BEGIN Exercise inputs

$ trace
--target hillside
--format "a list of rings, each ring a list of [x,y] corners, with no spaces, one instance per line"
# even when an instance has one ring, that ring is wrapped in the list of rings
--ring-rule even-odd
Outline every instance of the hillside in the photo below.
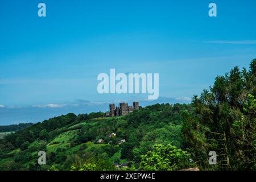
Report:
[[[8,126],[0,126],[0,133],[16,131],[18,130],[21,130],[28,126],[32,126],[32,125],[33,125],[33,123],[19,123],[18,125],[11,125]]]
[[[255,170],[255,161],[256,59],[217,76],[191,104],[115,117],[70,113],[0,140],[0,170]]]
[[[51,118],[2,140],[0,169],[49,169],[54,166],[68,170],[88,161],[105,163],[98,167],[100,170],[115,169],[114,163],[130,165],[154,143],[181,147],[181,113],[190,107],[185,104],[157,104],[126,117],[103,117],[102,113],[93,113]],[[106,136],[112,133],[117,136]],[[100,139],[104,143],[97,143]],[[120,139],[125,142],[119,143]],[[47,165],[37,164],[39,150],[46,151]]]

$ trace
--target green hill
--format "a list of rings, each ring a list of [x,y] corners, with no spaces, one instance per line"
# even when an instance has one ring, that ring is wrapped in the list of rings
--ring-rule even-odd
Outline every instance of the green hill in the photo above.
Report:
[[[69,170],[72,166],[98,160],[105,163],[98,169],[116,169],[114,163],[136,163],[155,143],[181,147],[181,114],[190,108],[185,104],[157,104],[125,117],[104,117],[102,113],[93,113],[51,118],[2,140],[0,169],[49,169],[54,166]],[[116,137],[106,136],[112,133]],[[98,143],[101,139],[104,142]],[[119,143],[121,139],[125,142]],[[40,150],[46,152],[45,166],[37,164]]]
[[[249,70],[217,76],[191,104],[104,115],[70,113],[6,135],[0,170],[255,170],[256,59]],[[46,165],[38,164],[39,151]]]

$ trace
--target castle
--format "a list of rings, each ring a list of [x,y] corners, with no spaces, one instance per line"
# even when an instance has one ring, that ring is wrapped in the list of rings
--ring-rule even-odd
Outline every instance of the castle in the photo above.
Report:
[[[115,104],[112,104],[109,105],[109,113],[106,113],[106,116],[114,117],[119,115],[126,115],[127,114],[131,113],[134,110],[139,109],[139,102],[133,102],[133,107],[128,105],[127,103],[120,103],[119,106],[115,107]]]

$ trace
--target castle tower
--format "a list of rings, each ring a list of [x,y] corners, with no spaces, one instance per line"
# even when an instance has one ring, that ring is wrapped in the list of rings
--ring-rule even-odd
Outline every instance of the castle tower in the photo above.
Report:
[[[119,116],[120,113],[120,109],[119,109],[119,107],[115,107],[115,116]]]
[[[109,114],[110,117],[115,116],[115,104],[112,104],[109,105]]]
[[[139,109],[139,102],[133,102],[133,108],[134,109]]]
[[[128,104],[122,102],[119,104],[120,115],[126,115],[129,113]]]

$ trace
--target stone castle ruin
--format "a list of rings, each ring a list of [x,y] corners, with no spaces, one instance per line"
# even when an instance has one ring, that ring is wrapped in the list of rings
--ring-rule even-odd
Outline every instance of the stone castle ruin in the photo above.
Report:
[[[109,113],[107,113],[106,116],[115,117],[120,115],[126,115],[134,110],[139,109],[139,102],[133,102],[133,106],[128,105],[127,103],[122,102],[119,104],[119,107],[115,107],[115,104],[109,105]]]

END Exercise inputs

What you need to do:
Write out the listing above again, exactly, but with no pictures in the copy.

Expected answer:
$ trace
--target hillside
--format "a list of rings, each ring a list of [x,y] corners, with no spaces, one instance per line"
# even when an instance has one ring, that ring is wrapped in the list of rings
--ring-rule even-odd
Outline every instance of the hillside in the photo below.
Report:
[[[8,126],[0,126],[0,133],[16,131],[18,130],[21,130],[28,126],[32,126],[32,125],[33,125],[33,123],[19,123],[18,125],[11,125]]]
[[[255,170],[255,161],[256,59],[217,76],[191,104],[115,117],[70,113],[0,140],[0,170]]]
[[[51,118],[2,140],[0,169],[49,169],[54,166],[68,170],[88,161],[105,163],[98,167],[100,170],[115,169],[114,163],[130,165],[154,143],[181,147],[181,113],[190,107],[185,104],[157,104],[126,117],[103,117],[102,113],[93,113]],[[106,136],[112,133],[117,136]],[[100,139],[104,143],[97,143]],[[120,139],[125,142],[119,143]],[[47,165],[37,164],[39,150],[46,151]]]

$ trace
--target green hill
--format "a list of rings, each ring a list of [x,y] corners, with no spaces, one instance per line"
# even when an instance has one ring, that ring is wrapped in the list of rings
--ring-rule even-odd
Outline every instance of the green hill in the photo above.
Report:
[[[69,170],[72,166],[98,160],[105,163],[98,169],[116,169],[114,163],[136,163],[155,143],[181,147],[181,114],[190,108],[185,104],[157,104],[125,117],[104,117],[102,113],[93,113],[51,118],[2,140],[0,169],[49,169],[54,166]],[[116,137],[106,136],[112,133]],[[98,143],[101,139],[104,142]],[[119,143],[121,139],[125,142]],[[40,150],[46,152],[45,166],[37,164]]]
[[[249,70],[217,76],[191,104],[104,115],[70,113],[6,135],[0,170],[255,170],[256,59]],[[46,165],[38,164],[39,151]]]

$ trace
--target castle
--format "a list of rings, each ring a list of [x,y] corners, with no spaces, one instance per line"
# even when an instance has one ring, that ring is wrapped in the list of rings
--ring-rule even-odd
Outline every instance of the castle in the photo above.
Report:
[[[115,104],[112,104],[109,105],[109,113],[106,113],[106,116],[114,117],[119,115],[126,115],[127,114],[131,113],[134,110],[139,109],[139,102],[133,102],[133,107],[128,105],[127,103],[120,103],[119,106],[115,107]]]

$ trace
--target castle tower
--format "a list of rings, each ring a list of [x,y] corners, with no spaces, one instance per line"
# even when an instance has one ring, that ring is wrapped in the list of rings
--ring-rule even-odd
Outline every instance of the castle tower in the photo above.
Report:
[[[119,116],[120,113],[120,109],[119,109],[119,107],[115,107],[115,116]]]
[[[109,114],[110,117],[115,116],[115,104],[112,104],[109,105]]]
[[[139,109],[139,102],[133,102],[133,108],[134,109]]]
[[[128,104],[122,102],[119,104],[120,115],[126,115],[129,113]]]

$ trace
--target stone castle ruin
--format "a list of rings, each ring a list of [x,y] corners, with no spaces, one instance per line"
# even when an instance has one ring, that ring is wrapped in the list of rings
--ring-rule even-odd
Outline every instance of the stone castle ruin in the photo above.
Report:
[[[109,113],[107,113],[106,116],[115,117],[120,115],[126,115],[134,110],[139,109],[139,102],[133,102],[133,106],[128,105],[127,103],[122,102],[119,104],[119,107],[115,107],[115,104],[109,105]]]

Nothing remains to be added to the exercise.